Given passage:
━━━━━━━━━━━━━━━━━━━━━━━━━━━━━━
The log message carries a message
ID
that may be used to quickly search for all such resource log messages
(ae8f7b866b0347b9af31fe1c80b127c0
). We can combine a search term for
messages of this ID with journalctl
's -u
switch to quickly find
out about the resource usage of any invocation of a specific
service. Let's try:
# journalctl -u ip-accounting-test MESSAGE_ID=ae8f7b866b0347b9af31fe1c80b127c0
-- Logs begin at Thu 2016-08-18 23:09:37 CEST, end at Mon 2017-10-09 18:25:27 CEST. --
Okt 09 18:15:52 sigma systemd[1]: ip-accounting-test.service: Received 49.6K IP traffic, sent 49.6K IP traffic
Of course, the output above shows only one message at the moment, since we started the service only once, but a new one will appear every time you start and stop it again.
━━━━━━━━━━━━━━━━━━━━━━━━━━━━━━
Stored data

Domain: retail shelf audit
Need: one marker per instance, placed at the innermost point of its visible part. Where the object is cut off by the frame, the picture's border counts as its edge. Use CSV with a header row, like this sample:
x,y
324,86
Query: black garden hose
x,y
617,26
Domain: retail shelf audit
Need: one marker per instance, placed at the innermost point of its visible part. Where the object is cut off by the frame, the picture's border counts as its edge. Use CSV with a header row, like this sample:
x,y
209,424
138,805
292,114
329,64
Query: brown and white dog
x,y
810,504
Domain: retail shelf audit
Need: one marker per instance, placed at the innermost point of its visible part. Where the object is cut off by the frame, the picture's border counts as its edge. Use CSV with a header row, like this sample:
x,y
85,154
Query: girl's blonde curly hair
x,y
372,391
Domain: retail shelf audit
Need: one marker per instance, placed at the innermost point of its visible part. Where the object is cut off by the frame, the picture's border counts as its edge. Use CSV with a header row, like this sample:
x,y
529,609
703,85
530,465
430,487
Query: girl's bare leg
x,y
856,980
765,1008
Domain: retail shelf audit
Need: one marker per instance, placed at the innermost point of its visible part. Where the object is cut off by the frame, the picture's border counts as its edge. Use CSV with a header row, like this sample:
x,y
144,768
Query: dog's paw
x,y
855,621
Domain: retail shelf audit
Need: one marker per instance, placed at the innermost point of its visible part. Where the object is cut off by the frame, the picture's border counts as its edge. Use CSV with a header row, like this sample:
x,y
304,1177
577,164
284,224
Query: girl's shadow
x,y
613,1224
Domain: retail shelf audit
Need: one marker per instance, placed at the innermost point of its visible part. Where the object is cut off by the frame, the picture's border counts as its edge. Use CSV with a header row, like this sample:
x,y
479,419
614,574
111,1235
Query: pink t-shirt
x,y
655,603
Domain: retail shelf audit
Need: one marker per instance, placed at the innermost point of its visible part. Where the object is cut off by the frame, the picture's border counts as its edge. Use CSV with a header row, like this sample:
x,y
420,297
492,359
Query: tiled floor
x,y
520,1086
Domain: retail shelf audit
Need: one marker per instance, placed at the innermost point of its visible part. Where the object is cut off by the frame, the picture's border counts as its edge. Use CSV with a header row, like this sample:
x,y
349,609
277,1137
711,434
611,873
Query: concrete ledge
━━━━━━━━━━━━━━━━━━━━━━━━━━━━━━
Exercise task 1: Please list each argument that follows "journalctl" in the command shown in the journalctl passage above the lines.
Exercise task 2: Extend the passage on journalctl resource log messages, picking up after its final sentence.

Task answer 1:
-u
ip-accounting-test
MESSAGE_ID=ae8f7b866b0347b9af31fe1c80b127c0

Task answer 2:
The IP accounting logic is also hooked up with
systemd-run
,
which is useful for transiently running a command as systemd service
with IP accounting turned on. Let's try it:
# systemd-run -p IPAccounting=yes --wait wget https://cfp.all-systems-go.io/en/ASG2017/public/schedule/2.pdf
Running as unit: run-u2761.service
Finished with result: success
Main processes terminated with: code=exited/status=0
Service runtime: 878ms
IP traffic received: 231.0K
IP traffic sent: 3.7K
This uses wget
to download the
PDF version of the 2nd day
schedule
of everybody's favorite Linux user-space conference All Systems Go!
2017 (BTW, have you already booked your
ticket? We are very close to
selling out, be quick!). The IP traffic this command generated was
231K ingress and 4K egress. In the systemd-run
command line two
parameters are important. First of all, we use -p IPAccounting=yes
to turn on IP accounting for the transient service (as above). And
secondly we use --wait
to tell systemd-run
to wait for the service
to exit. If --wait
is used, systemd-run
will also show you various
statistics about the service that just ran and terminated, including
the IP statistics you are seeing if IP accounting has been turned on.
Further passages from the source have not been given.